* [Kutipan Terpilih]
---+---
12.6 C
New York
Friday, April 26, 2024

Pro Kontra Ambang Batas Parlemen 5 Persen

Jakarta, MISTAR.ID

Ambang batas parlemen (parliamentary threshold) kini mulai diributkan sejumlah partai politik. Pro dan kontra pun tidak dapat dielakan. Sejumlah partai besar termasuk PDI Perjuangan dan Golkar sepertinya ngotot agar ambang batas parlemen dinaikan menjadi 5 persen dari yang sebelumnya 4 persen. Namun Partai Demokrat dan Partai Keadilan Sejahtera (PKS) berbeda sikap dalam merespons usulan ini.

Demokrat tidak setuju dengan usulan tersebut. Sementara itu, PKS mengajak pihak-pihak yang mengusulkan ambang batas parlemen menjadi 5 persen untuk membahas revisi Undang-undang (UU) Nomor 7 Tahun 2017.

Deputi Bappilu DPP Partai Demokrat Kamhar Lakumani menyatakan bahwa ambang batas parlemen sebesar 4 persen belum perlu dinaikkan.

“Partai Demokrat berpandangan bahwa parliamentary threshold 4 persen yang ada saat ini masih relevan untuk digunakan,” kata Kamhar, Selasa (2/11/21).

Baca juga:Pimpinan MPR Terbelah Tiga, Perdebatan Rencana Amendemen UUD 1945 Kian Meruncing

Ia menyatakan, hal yang mendesak untuk ditinjau kembali adalah presidential threshold atau ambang batas pencalonan presiden. Menurutnya, syarat mengusung capres-cawapres yang ideal ialah memiliki kursi DPR 4 persen, bukan 20 persen.

“Idealnya [presidential threshold] sama dengan besaran parliamentary threshold, agar seluruh partai politik yang telah mendapatkan mandat rakyat sebagai perwakilannya di parlemen memiliki hak untuk mengusung pasangan calon presiden dan wakil presiden,” katanya.
---+---
* [Baris Data]
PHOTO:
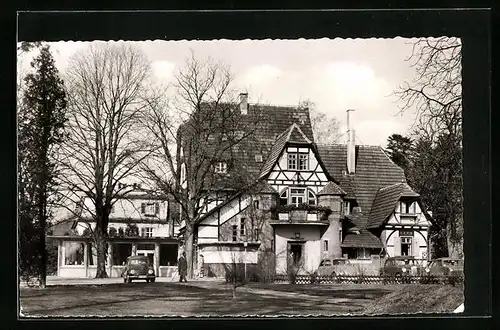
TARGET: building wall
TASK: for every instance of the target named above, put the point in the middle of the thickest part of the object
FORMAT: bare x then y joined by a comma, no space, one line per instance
159,229
332,233
393,242
309,235
129,208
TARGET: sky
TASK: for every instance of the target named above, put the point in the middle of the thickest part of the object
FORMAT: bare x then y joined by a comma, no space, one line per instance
335,74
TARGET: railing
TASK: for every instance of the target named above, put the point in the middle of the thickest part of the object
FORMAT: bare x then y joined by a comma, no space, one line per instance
369,279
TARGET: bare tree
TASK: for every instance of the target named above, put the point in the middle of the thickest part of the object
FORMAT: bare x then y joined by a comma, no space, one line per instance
325,128
194,137
107,86
435,94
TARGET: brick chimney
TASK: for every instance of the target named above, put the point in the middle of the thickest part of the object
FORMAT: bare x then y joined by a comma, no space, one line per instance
351,145
244,103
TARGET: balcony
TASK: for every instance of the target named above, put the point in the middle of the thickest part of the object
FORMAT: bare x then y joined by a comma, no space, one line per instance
301,214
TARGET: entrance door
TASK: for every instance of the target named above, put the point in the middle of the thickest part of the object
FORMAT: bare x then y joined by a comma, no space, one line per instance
149,254
296,254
---+---
* [Tugas Anda]
Jawablah pertanyaan berikut berdasarkan berita tentang ambang batas parlemen di atas.
1. Berapa persen ambang batas parlemen sebelum diusulkan naik menjadi 5 persen?
2. Apa jabatan Kamhar Lakumani?
3. Menurut Kamhar, berapa persen kursi DPR yang ideal sebagai syarat mengusung capres-cawapres?

* [Penyelesaian Soal]
1. 4 persen.
2. Deputi Bappilu DPP Partai Demokrat.
3. 4 persen, bukan 20 persen.